» Collected data:
--- START ---

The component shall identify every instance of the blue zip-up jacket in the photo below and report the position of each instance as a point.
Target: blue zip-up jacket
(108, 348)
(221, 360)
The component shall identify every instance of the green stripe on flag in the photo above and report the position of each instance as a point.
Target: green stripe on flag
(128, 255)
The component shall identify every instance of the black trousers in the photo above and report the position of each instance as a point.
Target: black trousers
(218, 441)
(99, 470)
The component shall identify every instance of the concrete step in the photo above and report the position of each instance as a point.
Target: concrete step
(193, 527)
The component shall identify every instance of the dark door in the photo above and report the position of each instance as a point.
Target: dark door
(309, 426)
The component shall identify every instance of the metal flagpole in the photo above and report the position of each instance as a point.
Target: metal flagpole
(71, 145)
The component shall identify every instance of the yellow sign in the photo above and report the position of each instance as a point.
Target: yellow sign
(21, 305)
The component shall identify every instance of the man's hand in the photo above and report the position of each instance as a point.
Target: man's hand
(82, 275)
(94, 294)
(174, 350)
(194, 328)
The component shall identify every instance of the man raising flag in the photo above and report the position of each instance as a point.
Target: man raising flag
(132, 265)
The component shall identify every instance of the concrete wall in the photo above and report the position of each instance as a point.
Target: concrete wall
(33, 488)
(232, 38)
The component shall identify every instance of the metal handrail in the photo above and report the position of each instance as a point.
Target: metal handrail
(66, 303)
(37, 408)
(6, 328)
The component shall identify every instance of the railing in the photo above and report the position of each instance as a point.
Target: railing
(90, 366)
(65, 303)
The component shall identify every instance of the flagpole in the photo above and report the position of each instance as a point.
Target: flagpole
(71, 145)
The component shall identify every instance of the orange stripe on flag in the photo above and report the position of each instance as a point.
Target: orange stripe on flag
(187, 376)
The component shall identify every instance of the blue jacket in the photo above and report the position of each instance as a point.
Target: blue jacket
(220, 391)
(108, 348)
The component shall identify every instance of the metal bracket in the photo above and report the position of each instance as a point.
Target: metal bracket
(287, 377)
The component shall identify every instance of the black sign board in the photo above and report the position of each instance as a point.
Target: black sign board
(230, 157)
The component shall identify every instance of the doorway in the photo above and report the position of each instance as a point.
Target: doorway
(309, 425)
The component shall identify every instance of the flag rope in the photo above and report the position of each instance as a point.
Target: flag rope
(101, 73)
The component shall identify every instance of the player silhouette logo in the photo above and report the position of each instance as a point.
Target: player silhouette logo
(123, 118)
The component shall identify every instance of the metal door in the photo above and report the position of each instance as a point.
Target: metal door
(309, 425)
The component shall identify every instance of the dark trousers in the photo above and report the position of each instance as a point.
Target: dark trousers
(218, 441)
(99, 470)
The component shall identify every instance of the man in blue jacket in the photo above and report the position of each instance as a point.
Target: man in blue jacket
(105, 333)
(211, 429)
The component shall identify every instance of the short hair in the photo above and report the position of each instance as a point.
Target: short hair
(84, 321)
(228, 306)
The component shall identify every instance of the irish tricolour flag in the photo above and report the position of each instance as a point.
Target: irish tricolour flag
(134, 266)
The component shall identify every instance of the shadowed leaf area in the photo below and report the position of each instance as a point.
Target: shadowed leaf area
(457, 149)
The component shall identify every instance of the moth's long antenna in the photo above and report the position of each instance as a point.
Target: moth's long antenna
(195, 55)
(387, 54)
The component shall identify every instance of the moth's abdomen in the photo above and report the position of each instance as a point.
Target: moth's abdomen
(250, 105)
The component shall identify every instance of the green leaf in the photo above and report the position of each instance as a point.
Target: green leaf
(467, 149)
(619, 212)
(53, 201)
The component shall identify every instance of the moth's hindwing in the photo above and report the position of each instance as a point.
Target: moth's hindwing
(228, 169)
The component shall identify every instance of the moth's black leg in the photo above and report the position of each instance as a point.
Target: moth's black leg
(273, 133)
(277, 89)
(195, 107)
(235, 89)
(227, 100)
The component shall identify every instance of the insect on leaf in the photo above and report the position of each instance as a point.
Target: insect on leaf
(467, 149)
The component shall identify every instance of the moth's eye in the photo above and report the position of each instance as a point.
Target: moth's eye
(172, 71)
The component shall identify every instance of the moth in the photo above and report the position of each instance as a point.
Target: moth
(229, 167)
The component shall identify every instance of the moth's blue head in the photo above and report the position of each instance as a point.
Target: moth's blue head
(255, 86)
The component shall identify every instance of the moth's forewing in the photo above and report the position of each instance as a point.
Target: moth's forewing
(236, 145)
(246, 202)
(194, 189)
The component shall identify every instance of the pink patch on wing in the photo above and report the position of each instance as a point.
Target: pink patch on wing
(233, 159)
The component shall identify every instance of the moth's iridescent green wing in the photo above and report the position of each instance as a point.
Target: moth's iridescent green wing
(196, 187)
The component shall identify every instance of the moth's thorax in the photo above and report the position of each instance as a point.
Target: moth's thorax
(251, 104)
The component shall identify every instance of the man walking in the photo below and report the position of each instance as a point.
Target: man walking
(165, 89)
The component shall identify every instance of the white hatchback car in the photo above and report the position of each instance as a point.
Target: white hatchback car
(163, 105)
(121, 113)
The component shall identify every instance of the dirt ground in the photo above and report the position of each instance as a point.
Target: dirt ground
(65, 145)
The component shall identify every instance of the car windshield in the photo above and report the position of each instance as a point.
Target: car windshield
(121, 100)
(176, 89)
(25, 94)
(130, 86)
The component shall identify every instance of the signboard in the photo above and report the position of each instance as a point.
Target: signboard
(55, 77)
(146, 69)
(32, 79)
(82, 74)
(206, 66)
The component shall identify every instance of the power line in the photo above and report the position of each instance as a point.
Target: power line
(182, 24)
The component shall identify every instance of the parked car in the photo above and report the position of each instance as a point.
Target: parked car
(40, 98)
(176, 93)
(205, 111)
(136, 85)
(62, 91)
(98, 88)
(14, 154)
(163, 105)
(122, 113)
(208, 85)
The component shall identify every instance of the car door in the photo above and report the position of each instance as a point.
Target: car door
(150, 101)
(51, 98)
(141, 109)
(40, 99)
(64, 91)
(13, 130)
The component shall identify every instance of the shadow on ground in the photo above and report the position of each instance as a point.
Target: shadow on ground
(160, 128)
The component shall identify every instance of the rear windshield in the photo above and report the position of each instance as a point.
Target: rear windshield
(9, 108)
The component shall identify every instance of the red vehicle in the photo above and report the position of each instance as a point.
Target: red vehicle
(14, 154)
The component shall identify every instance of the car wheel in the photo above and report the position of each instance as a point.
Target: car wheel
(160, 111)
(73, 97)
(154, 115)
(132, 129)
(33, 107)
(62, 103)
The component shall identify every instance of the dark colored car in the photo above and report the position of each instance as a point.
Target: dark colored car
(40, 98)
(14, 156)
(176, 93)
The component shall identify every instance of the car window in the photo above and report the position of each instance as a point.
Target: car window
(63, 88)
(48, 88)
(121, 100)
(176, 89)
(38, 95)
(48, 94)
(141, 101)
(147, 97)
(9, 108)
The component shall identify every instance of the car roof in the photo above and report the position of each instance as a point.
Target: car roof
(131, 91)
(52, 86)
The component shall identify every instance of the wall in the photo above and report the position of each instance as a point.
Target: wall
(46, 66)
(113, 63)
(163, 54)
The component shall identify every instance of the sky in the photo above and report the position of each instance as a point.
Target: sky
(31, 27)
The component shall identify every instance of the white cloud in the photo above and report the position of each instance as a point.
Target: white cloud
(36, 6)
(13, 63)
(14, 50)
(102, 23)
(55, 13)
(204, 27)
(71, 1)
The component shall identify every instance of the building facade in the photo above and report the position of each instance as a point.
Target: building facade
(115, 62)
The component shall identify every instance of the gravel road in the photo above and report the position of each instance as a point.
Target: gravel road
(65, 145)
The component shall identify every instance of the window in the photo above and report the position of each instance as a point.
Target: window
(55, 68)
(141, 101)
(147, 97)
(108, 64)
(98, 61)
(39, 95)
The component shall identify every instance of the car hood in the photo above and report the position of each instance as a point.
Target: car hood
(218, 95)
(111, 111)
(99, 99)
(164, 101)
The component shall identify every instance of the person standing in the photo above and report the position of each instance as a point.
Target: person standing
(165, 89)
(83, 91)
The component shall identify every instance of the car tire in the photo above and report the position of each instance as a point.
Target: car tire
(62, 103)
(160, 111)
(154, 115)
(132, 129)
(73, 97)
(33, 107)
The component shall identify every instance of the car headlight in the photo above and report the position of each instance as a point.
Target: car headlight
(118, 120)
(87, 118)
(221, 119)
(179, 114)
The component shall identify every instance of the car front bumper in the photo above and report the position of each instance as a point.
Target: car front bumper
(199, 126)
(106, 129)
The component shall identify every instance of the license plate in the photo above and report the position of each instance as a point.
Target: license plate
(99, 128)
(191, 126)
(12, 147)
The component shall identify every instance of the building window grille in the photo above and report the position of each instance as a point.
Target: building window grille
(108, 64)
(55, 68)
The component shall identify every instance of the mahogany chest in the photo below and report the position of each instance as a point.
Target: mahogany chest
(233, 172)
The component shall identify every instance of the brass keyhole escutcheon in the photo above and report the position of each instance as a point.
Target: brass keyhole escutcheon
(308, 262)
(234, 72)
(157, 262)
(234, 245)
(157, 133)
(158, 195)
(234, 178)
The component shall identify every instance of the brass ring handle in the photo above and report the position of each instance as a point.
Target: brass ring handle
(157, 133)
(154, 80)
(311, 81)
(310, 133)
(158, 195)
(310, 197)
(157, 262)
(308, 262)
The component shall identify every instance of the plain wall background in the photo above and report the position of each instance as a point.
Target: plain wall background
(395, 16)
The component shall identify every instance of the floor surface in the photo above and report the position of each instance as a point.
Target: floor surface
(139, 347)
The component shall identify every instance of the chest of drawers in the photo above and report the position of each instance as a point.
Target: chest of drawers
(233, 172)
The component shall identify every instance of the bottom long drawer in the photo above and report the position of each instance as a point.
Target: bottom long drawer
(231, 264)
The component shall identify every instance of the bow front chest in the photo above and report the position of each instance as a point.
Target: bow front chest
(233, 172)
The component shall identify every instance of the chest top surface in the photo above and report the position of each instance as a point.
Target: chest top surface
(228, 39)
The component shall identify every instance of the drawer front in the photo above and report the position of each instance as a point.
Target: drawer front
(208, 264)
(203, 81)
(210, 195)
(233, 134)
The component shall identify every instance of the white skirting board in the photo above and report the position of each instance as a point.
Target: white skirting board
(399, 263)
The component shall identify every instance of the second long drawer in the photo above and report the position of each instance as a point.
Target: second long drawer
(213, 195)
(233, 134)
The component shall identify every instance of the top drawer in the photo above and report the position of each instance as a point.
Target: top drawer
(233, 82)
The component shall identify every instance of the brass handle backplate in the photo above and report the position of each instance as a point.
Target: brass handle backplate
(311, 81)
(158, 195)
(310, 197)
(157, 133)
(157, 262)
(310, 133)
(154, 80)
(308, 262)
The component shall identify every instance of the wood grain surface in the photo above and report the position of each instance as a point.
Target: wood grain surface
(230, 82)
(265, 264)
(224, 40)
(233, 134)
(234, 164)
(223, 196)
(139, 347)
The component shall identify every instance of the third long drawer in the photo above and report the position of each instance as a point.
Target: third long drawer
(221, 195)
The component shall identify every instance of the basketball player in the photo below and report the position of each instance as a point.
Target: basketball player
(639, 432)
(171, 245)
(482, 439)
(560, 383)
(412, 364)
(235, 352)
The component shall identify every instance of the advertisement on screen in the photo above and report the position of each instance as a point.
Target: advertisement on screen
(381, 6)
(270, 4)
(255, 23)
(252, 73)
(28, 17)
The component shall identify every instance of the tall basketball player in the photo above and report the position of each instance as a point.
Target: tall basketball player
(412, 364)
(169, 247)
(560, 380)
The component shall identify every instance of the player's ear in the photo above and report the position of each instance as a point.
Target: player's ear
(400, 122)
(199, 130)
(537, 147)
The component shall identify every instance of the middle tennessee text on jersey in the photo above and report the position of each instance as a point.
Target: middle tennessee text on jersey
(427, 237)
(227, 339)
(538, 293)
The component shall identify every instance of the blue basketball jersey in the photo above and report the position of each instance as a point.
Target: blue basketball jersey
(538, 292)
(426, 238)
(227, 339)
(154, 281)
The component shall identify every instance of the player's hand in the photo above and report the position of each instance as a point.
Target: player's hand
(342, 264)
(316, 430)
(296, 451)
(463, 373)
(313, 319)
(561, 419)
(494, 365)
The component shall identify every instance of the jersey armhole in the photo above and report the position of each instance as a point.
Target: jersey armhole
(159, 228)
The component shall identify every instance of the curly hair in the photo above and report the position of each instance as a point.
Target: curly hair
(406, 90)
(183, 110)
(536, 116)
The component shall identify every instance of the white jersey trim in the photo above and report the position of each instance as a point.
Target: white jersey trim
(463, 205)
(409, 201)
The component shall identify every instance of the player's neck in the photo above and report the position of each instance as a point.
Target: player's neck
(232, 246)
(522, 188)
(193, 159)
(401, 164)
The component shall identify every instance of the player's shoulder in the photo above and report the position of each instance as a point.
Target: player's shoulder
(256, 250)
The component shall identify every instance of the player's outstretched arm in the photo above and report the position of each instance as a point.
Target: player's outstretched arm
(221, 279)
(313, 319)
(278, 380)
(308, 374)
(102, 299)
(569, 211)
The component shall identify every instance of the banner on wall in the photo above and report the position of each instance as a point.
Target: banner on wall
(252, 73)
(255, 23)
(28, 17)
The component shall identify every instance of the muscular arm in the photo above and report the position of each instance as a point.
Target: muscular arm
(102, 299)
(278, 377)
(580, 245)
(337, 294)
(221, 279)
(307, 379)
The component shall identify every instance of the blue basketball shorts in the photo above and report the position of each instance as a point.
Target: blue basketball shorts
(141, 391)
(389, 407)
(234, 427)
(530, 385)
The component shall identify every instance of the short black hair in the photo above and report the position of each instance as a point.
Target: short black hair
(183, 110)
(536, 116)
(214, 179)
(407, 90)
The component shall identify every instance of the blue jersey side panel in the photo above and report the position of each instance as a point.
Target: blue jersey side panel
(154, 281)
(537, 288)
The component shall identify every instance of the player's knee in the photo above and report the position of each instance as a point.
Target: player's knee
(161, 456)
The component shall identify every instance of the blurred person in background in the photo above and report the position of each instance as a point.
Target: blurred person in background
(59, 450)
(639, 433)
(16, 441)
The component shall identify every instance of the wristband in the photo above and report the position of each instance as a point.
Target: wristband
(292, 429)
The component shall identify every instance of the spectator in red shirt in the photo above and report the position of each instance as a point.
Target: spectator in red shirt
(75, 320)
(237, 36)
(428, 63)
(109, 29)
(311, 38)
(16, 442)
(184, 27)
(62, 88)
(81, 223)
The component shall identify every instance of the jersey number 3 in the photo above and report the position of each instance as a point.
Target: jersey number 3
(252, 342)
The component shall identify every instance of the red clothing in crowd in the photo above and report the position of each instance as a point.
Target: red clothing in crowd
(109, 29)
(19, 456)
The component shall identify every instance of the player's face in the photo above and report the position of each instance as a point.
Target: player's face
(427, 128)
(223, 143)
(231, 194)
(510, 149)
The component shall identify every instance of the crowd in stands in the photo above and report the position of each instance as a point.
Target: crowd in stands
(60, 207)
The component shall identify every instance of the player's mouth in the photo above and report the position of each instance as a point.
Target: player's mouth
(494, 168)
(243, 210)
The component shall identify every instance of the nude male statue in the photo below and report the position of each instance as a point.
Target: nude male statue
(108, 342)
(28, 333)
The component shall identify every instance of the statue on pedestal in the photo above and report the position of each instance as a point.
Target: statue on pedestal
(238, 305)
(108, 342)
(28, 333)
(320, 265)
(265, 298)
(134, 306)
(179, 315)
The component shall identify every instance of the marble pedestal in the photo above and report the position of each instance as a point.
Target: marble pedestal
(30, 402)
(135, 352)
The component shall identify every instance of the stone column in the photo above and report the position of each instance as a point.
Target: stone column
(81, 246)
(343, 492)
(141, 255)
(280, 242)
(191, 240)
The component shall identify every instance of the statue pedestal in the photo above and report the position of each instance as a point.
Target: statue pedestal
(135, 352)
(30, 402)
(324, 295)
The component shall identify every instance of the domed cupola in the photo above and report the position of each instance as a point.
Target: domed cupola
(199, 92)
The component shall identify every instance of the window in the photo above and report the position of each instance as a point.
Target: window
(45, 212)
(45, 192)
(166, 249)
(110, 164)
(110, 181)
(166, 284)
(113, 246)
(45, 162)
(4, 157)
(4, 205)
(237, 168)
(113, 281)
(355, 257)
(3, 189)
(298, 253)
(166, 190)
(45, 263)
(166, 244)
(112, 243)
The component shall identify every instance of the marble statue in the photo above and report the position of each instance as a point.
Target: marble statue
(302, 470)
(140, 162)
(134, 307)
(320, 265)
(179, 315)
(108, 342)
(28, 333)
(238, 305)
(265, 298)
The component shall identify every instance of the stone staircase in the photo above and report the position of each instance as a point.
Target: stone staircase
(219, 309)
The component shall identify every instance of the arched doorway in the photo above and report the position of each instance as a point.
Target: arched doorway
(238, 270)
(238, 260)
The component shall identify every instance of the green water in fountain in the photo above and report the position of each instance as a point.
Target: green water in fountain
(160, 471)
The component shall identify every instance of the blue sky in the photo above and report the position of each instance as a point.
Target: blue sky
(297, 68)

--- END ---

Once you find the line with "The component shall identify every instance of the moth's black" in the entries above, output it and each line after it up to and including the line with "the moth's forewing", and nothing else.

» SOLUTION TO THE PROBLEM:
The component shall identify every instance of the moth's black leg in the photo above and report the position of each instance as a point.
Target: moth's black leg
(273, 133)
(277, 89)
(195, 107)
(235, 89)
(227, 100)
The component shall identify every instance of the insect on leaf in the photo above and report the position of each instance as a point.
Target: insect on leaf
(467, 149)
The component shall identify every instance of the moth's eye in the photo above and report the position of each instance as a point.
Target: moth's eye
(172, 71)
The component shall identify every instance of the moth in the photo above and report the position of each instance as a point.
Target: moth
(229, 167)
The component shall identify every instance of the moth's blue head in the photo above and report the position of each instance as a point.
Target: moth's blue head
(255, 86)
The component shall identify every instance of the moth's forewing in the photo above and report the position of each instance as a point.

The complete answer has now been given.